Texto fornecido >>
▬▬▬▬▬▬▬▬▬▬

Em 2003, a Associação Nacional dos Magistrados da Justiça do Trabalho (Anamatra) a exemplo de anos anteriores, participou ativamente de inúmeros debates sobre o Poder Judiciário, a legislação do trabalho, o Estado, a Democracia e outras questões relevantes para a sociedade, pautando sua atuação na defesa de mudanças profundas na Justiça, com a instituição de mecanismos capazes de dar maior transparência aos atos administrativos dos tribunais.

▬▬▬▬▬▬▬▬▬▬

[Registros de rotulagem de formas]
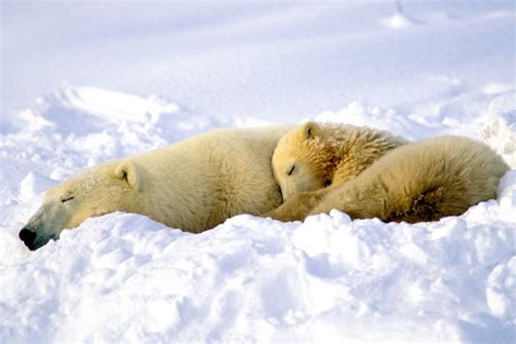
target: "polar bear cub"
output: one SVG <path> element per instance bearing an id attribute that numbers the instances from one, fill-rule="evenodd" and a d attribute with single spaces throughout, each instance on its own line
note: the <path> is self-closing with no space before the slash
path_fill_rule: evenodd
<path id="1" fill-rule="evenodd" d="M 306 135 L 307 127 L 316 130 Z M 355 177 L 332 183 L 329 187 L 306 188 L 306 185 L 322 187 L 325 183 L 323 174 L 304 172 L 319 171 L 328 159 L 322 158 L 323 145 L 319 145 L 321 153 L 305 153 L 306 140 L 317 140 L 317 133 L 318 125 L 308 123 L 280 140 L 272 164 L 282 192 L 283 185 L 288 185 L 288 199 L 266 216 L 293 221 L 339 209 L 353 219 L 379 218 L 410 223 L 435 221 L 458 216 L 480 201 L 495 198 L 499 181 L 508 170 L 503 159 L 487 145 L 466 137 L 443 136 L 398 145 Z M 295 136 L 303 139 L 292 139 Z M 360 149 L 347 147 L 343 147 L 341 155 L 352 151 L 360 156 Z M 286 161 L 295 165 L 292 171 L 284 169 Z M 298 165 L 302 175 L 296 177 Z M 315 181 L 306 182 L 306 179 Z"/>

▬▬▬▬▬▬▬▬▬▬

Suas tarefas >>
1 - Reproduza fielmente o trecho do texto sobre a Anamatra que se abre com as palavras contendo "Em 2003, a Associação" e se fecha com "administrativos dos tribunais.".
2 - Diga se cada afirmação abaixo concorda com o texto sobre a Anamatra. Responda sim ou não e cite literalmente as palavras do texto que decidem a questão.
(a) Em 2003, a Anamatra participou de debates sobre a legislação do trabalho.
(b) A Anamatra defendeu mudanças superficiais na Justiça.
(c) A Anamatra defendia mecanismos para dar maior transparência aos atos administrativos dos tribunais.
3 - Retome o texto sobre a atuação da Anamatra em 2003 e prossiga a partir do ponto em que ele termina.
Os registros constituem um material à parte.

Resultados por tarefa >>
1 -
Em 2003, a Associação Nacional dos Magistrados da Justiça do Trabalho (Anamatra) a exemplo de anos anteriores, participou ativamente de inúmeros debates sobre o Poder Judiciário, a legislação do trabalho, o Estado, a Democracia e outras questões relevantes para a sociedade, pautando sua atuação na defesa de mudanças profundas na Justiça, com a instituição de mecanismos capazes de dar maior transparência aos atos administrativos dos tribunais.

2 -
(a) Sim: "participou ativamente de inúmeros debates sobre o Poder Judiciário, a legislação do trabalho"
(b) Não: "na defesa de mudanças profundas na Justiça"
(c) Sim: "mecanismos capazes de dar maior transparência aos atos administrativos dos tribunais"

3 -
Nesse cenário, no final de abril, fomos surpreendidos pela Proposta de Emenda Constitucional, encaminhada pelo Executivo, que dilacerava o regime público de previdência, preservando tão somente os militares das forças armadas. A reação da magistratura mereceu destaque, ainda que parte da mídia, com o aval do Governo, tenha difundido a idéia de tratar-se de privilégio corporativo não mais tolerado pela sociedade, quando, na verdade, estava em jogo a opção pelo modelo de Estado (privatista ou não). A greve anunciada pelos juízes e outras ações políticas permitiram a redução do estrago perseguido pelo Governo Lula, ensejando a retomada da integralidade e paridade para os atuais magistrados e servidores, sem que tenha sido possível evitar, para os futuros, a incerteza dos fundos de pensão, ainda que de natureza pública, a despeito do empenho da entidade nesse sentido.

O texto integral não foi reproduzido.